Segmentation mask data:
---+---
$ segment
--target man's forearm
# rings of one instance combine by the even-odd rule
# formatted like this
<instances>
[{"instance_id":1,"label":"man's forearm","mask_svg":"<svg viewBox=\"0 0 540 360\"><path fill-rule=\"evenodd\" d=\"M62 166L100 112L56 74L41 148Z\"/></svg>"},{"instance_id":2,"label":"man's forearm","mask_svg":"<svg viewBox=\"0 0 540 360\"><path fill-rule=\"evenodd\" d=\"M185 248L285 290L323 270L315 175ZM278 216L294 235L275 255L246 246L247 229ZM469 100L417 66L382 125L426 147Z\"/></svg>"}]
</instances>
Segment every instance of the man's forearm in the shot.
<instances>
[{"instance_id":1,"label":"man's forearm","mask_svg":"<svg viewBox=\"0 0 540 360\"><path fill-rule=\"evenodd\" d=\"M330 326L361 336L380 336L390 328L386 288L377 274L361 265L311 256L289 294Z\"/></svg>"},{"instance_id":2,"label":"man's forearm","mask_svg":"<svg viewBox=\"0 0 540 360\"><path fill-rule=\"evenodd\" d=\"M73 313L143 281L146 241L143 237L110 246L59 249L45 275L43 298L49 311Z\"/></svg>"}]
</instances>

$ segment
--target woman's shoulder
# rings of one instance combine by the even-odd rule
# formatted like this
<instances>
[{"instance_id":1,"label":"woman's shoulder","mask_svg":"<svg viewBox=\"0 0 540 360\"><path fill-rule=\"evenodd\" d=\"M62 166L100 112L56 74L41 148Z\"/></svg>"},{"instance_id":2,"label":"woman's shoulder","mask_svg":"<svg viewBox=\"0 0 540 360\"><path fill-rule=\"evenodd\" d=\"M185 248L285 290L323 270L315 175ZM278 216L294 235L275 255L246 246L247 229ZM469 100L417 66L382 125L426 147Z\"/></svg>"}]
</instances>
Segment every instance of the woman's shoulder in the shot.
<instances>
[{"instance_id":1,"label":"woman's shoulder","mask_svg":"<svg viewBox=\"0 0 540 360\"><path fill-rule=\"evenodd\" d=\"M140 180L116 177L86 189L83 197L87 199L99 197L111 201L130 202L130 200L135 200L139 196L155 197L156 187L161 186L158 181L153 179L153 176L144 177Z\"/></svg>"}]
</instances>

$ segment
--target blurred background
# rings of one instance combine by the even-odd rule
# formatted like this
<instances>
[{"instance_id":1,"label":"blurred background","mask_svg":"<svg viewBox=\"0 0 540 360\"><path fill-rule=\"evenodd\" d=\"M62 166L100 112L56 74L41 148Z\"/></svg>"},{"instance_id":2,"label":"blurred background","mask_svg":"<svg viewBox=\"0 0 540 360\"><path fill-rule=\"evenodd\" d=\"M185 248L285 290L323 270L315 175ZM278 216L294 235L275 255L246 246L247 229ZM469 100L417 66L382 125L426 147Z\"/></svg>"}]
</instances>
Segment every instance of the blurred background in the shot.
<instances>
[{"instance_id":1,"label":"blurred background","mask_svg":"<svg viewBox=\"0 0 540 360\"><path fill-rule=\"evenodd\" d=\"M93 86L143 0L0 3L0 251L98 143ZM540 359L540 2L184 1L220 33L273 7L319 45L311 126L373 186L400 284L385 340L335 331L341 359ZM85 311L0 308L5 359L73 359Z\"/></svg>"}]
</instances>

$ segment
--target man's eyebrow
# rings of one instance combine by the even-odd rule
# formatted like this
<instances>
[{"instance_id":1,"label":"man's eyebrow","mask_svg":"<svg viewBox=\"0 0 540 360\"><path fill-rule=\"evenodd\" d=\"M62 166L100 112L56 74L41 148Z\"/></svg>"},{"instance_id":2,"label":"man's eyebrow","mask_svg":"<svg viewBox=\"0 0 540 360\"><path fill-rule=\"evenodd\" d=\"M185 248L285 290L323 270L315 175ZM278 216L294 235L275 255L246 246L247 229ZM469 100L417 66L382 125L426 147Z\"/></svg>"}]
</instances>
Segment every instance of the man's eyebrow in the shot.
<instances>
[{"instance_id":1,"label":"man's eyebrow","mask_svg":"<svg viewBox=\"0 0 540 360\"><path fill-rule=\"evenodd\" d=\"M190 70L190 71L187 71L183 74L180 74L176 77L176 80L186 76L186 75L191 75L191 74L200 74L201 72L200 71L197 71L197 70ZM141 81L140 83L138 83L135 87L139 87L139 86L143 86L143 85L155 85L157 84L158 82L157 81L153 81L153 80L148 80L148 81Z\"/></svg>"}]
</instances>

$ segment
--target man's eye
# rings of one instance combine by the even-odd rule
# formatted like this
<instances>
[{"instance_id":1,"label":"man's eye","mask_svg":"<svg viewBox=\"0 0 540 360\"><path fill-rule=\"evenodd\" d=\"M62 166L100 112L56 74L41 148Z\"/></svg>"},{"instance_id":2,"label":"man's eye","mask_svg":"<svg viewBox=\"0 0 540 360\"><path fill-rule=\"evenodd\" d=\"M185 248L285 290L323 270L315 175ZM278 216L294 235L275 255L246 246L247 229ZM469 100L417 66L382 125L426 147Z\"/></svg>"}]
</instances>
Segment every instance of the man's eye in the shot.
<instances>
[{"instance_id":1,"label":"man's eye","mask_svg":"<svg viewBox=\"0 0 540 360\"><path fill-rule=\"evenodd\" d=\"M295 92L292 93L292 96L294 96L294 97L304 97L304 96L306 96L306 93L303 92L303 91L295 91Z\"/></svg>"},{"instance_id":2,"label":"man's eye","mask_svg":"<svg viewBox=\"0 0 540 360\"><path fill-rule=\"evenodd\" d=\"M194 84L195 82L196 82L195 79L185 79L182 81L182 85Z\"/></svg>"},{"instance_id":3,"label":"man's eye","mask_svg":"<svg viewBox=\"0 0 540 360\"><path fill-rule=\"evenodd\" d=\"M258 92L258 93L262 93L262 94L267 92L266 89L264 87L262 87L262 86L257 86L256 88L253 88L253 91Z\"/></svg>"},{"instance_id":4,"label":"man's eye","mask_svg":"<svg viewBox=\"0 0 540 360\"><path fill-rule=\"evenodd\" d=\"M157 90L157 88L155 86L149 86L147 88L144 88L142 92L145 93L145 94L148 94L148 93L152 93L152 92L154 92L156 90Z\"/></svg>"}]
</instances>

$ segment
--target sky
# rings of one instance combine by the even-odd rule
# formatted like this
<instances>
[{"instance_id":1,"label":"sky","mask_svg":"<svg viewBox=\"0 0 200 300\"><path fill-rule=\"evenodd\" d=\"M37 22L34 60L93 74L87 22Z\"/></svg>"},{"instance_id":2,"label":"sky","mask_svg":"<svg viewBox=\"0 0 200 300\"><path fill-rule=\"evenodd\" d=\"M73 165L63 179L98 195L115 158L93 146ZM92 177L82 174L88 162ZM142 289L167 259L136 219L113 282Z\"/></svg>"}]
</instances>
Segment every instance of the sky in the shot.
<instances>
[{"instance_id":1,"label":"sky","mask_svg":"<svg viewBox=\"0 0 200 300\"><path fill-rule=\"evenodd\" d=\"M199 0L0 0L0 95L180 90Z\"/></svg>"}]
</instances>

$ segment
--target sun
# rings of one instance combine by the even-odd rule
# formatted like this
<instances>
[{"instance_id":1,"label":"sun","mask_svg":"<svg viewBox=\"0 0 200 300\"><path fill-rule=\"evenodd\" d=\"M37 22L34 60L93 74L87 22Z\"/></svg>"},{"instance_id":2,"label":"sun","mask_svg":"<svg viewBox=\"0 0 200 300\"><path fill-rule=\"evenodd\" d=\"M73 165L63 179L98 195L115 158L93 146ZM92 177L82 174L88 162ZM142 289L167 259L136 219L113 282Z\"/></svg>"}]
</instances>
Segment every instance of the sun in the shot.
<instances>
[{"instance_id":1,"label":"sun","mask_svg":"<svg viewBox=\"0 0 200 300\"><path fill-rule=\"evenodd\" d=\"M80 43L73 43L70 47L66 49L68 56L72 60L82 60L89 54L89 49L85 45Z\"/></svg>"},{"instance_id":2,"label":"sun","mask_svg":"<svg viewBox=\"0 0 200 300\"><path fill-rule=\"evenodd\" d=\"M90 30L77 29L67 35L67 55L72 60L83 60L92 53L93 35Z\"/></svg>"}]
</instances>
---+---
Required work: A complete answer lists each line of the data that holds the word "target".

Response to the task:
--target man's forearm
--target woman's shoulder
--target blurred background
--target man's eyebrow
--target man's eye
--target sky
--target sun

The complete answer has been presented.